- **GOAL**:
Output, please, every line from the line that holds "the window sill" to the end, exactly as written.

[Source records]
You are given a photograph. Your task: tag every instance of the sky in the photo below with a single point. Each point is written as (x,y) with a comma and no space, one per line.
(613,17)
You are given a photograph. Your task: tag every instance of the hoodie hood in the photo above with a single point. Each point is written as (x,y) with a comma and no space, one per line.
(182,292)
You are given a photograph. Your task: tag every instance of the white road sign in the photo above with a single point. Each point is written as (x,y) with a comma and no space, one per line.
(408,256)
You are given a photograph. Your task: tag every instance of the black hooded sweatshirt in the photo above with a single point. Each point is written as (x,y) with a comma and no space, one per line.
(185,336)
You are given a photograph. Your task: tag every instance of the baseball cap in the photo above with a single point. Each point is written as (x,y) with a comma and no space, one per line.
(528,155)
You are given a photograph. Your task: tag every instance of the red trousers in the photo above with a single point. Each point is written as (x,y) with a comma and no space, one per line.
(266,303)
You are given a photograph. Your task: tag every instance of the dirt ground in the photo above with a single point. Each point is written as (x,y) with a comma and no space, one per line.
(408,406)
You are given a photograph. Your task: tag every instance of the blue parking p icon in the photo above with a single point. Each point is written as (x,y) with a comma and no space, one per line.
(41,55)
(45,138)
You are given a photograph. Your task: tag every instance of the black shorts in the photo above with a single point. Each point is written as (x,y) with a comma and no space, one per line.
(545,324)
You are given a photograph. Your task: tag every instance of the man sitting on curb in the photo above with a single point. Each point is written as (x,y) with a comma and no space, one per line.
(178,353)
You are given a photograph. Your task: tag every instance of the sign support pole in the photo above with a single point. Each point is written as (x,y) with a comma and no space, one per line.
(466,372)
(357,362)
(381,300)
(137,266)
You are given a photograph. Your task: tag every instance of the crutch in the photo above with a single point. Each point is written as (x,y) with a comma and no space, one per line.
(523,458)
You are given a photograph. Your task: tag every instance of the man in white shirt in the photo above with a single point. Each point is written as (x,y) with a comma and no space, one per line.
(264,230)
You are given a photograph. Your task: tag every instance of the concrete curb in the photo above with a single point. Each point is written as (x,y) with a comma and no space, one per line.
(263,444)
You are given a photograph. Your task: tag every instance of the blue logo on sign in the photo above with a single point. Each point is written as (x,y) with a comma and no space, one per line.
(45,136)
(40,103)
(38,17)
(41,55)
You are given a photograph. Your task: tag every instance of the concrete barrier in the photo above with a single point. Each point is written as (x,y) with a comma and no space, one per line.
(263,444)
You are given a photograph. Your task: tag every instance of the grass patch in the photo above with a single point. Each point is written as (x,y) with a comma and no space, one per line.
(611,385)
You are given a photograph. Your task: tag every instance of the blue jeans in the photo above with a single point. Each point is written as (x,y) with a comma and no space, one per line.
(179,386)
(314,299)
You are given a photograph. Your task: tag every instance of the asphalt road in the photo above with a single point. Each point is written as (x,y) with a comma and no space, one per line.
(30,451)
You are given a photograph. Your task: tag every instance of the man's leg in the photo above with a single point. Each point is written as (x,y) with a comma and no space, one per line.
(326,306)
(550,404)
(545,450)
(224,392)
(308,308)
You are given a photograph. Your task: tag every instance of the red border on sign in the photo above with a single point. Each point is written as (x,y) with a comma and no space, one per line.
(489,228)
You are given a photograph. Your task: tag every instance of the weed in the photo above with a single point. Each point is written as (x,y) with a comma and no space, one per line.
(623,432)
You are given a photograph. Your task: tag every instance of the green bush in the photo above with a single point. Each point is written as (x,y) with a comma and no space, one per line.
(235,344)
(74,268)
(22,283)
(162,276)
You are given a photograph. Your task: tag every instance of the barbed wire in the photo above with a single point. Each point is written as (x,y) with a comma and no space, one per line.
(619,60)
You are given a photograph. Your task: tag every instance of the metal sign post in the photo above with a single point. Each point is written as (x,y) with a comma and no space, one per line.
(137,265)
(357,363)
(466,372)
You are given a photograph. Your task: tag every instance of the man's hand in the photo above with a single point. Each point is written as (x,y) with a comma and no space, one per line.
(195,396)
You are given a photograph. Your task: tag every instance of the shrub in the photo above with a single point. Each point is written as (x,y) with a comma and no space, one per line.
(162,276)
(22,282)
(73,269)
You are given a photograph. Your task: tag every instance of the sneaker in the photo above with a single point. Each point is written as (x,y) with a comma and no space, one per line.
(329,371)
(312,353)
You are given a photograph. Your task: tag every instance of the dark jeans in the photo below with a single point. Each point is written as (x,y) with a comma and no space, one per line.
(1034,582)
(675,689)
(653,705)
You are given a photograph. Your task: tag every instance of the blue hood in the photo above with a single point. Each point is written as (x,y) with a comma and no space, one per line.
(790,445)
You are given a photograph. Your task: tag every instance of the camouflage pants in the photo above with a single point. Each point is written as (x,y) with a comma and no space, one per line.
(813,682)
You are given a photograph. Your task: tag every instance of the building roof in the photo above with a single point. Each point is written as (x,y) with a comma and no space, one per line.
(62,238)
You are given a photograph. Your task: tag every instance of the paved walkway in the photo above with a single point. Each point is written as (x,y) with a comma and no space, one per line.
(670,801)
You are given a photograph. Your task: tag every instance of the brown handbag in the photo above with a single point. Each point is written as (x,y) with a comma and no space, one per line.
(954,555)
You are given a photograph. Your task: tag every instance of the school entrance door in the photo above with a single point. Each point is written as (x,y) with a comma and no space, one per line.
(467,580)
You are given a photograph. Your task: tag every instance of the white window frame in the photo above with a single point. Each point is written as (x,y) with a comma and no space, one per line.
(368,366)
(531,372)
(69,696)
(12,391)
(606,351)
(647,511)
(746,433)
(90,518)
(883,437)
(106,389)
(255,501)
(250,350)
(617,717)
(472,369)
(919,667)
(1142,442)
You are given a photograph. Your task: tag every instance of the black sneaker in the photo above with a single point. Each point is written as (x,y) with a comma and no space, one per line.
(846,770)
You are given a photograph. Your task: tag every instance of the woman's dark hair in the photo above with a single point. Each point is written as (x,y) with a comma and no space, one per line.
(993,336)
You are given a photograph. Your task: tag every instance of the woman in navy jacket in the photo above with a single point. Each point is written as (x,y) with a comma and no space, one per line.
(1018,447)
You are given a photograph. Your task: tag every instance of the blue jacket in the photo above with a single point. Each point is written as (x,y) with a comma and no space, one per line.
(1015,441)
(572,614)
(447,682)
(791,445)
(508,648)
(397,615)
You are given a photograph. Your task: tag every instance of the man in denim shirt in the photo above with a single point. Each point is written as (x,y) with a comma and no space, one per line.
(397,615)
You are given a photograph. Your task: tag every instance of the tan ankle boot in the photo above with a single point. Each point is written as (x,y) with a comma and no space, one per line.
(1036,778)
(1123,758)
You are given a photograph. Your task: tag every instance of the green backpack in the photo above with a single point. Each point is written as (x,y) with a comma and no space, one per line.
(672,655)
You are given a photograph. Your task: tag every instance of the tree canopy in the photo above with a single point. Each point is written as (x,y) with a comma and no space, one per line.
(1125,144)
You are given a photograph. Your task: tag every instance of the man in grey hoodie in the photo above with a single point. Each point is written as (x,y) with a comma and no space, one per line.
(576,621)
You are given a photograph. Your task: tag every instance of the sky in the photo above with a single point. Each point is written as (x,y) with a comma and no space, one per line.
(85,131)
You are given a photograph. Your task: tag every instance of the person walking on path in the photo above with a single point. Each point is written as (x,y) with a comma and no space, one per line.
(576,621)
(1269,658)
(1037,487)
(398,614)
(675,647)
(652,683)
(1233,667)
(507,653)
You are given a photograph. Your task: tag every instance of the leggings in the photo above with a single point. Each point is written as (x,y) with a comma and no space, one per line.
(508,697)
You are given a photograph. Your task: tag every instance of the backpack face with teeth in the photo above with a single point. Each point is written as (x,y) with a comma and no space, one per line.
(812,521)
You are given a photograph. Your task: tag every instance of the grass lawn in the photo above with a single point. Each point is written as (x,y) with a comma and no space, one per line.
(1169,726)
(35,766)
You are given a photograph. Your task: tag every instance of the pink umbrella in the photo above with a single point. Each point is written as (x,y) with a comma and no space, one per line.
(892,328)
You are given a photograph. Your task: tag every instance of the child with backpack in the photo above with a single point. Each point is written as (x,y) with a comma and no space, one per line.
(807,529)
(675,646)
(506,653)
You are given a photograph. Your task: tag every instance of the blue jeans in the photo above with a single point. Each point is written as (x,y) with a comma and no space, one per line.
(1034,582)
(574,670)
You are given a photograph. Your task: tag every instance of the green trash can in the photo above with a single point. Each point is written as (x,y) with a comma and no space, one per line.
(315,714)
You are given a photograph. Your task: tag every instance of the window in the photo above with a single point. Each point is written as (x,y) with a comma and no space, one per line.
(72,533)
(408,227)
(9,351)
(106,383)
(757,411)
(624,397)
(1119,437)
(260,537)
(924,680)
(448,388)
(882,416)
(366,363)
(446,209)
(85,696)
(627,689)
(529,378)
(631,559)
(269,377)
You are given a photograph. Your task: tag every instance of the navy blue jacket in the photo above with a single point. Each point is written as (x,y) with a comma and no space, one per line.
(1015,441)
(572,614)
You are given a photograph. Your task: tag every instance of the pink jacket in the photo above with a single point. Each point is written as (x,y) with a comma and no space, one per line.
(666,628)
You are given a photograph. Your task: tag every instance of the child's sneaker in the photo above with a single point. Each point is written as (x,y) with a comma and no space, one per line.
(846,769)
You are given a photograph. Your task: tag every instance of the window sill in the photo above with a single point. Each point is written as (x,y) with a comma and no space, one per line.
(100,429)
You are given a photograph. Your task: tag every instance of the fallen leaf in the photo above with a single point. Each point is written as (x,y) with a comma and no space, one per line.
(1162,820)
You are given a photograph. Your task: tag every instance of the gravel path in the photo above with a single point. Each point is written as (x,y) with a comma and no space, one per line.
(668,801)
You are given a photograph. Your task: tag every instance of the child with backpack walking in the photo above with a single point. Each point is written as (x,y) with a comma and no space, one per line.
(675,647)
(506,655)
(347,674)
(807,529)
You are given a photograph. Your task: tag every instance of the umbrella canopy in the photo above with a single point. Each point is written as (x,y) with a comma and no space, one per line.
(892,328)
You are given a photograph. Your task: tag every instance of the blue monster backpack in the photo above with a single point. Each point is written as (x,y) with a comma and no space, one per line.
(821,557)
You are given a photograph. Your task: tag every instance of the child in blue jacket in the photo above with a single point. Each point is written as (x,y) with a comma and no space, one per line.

- **EXERCISE RESPONSE**:
You are given a photograph. Your task: tag every instance of the window sill in the photo above with a single point. Each point is written as (x,y) with a comma and no space, one per line.
(100,429)
You are given a photograph. Your task: tag every instance of the fallen leaf in the photo above with a single point. Each point is written as (x,y) with a comma and no space, one per line.
(1162,820)
You are given a photograph. Your task: tag every instance of the gravel path in the photo above with a single point. Each point is written as (x,y) with a comma and no space, one per line.
(668,801)
You are given a photograph. Your task: tag every instance of the child with backpack walking in the photo above with a single point. Each point is written as (x,y) with a comma and no space, one per line.
(675,647)
(506,655)
(347,674)
(807,529)
You are given a photograph. Your task: tag every instance of the umbrella canopy in the photo above with a single point. Each point is written as (x,y) with a comma and no space, one per line.
(892,328)
You are given a photograph. Your task: tag every instance of the blue monster backpack in the photo above with a single point. Each point is written as (x,y) with a comma and no space, one per line.
(821,557)
You are given a photograph. Your task: tag every instance of the child in blue jacket in the photo above with a single point. Each point is written as (x,y) with a comma and no space, one per line.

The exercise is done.